Passage shown:
Section 110(k)(6) does not create new options for EPA to act on SIP 
submittals and cannot be used to circumvent the limitations on EPA 
actions provided by the plain language of section 110(k)(3).
---------------------------------------------------------------------------

    \16\ Earthjustice cites EPA guidance memorandum titled 
``Processing of State Implementation Plan (SIP) Submittals,'' dated 
July 9, 1992, from John Calcagni, Director, Air Quality Management 
Division, EPA Office of Air Quality Planning and Standards.
---------------------------------------------------------------------------

    Response to Earthjustice Comment #6: First of all, we agree that we 
cannot use section 110(k)(6) to revise the District's NSR rules that we 
previously approved, but we are not doing so in this action. Our action 
to limit our approval would in no way change the language of the 
District NSR rules that we approved in May 2004. Instead, it would 
revise the scope of our approval in such a way as to align our approval 
with the limits of District permitting authority under State law at the 
time we initially approved the rules and thus does not conflict with 
the decision in Bethlehem Steel.

Set problem 1:
Summarize the passage on section 110(k)(6) in two sentences.

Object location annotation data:
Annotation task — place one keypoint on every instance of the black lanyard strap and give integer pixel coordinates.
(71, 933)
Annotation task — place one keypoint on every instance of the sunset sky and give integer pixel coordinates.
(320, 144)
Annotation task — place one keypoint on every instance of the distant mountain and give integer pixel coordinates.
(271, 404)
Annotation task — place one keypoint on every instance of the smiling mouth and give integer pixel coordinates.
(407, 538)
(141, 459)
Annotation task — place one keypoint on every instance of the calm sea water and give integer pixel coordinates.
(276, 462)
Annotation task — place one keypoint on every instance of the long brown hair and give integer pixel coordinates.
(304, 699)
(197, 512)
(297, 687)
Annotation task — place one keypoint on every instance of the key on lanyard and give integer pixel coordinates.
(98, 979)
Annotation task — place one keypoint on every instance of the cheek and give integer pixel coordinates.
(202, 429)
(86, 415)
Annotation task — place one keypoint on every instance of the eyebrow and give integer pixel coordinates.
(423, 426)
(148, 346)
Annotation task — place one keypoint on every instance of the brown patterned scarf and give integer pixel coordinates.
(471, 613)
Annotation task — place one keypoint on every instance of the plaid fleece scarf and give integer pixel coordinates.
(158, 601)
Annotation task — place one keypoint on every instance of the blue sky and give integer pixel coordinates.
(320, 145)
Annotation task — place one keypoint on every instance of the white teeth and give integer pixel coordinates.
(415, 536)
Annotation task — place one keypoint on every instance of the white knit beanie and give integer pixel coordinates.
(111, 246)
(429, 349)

Set problem 2:
In the rows, rename "white knit beanie" to "knit winter hat" in the part that opens with the line containing "beanie and give integer pixel coordinates." and runs through the end of the rows. Return only those lines, with nothing else changed.

Complete output 1:
Section 110(k)(6) does not give EPA new options for acting on SIP submittals and cannot be used to get around the limits that section 110(k)(3) places on EPA actions. In response to Earthjustice Comment #6, EPA agrees that it cannot use section 110(k)(6) to revise the District's previously approved NSR rules, but states that its action leaves the language of the rules approved in May 2004 unchanged and only narrows the scope of its approval to match the District's permitting authority under State law at the time of the initial approval, so it does not conflict with the decision in Bethlehem Steel.

Complete output 2:
Annotation task — place one keypoint on every instance of the knit winter hat and give integer pixel coordinates.
(111, 246)
(429, 349)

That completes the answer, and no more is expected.